WHAT TO DO =>
Please print the lines below word for word, leaving out any pictures.

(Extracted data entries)
━━━

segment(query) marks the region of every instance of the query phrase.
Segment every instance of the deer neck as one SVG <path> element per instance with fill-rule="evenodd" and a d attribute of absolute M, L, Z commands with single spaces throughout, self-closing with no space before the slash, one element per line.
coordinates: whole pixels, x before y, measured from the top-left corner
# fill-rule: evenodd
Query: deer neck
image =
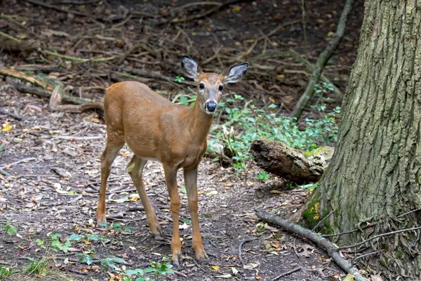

━━━

COMPLETE RESPONSE =>
segment(query) marks the region of every instance of the query phrase.
Segment every instance of the deer neck as one SVG <path> element per instance with fill-rule="evenodd" and a d attribute of absolute M, L, Z commands with single spaces throughout, self-closing with no space before the slash, one element per line.
coordinates: whole pixels, x before y, measured from the top-left corner
# fill-rule: evenodd
Query: deer neck
image =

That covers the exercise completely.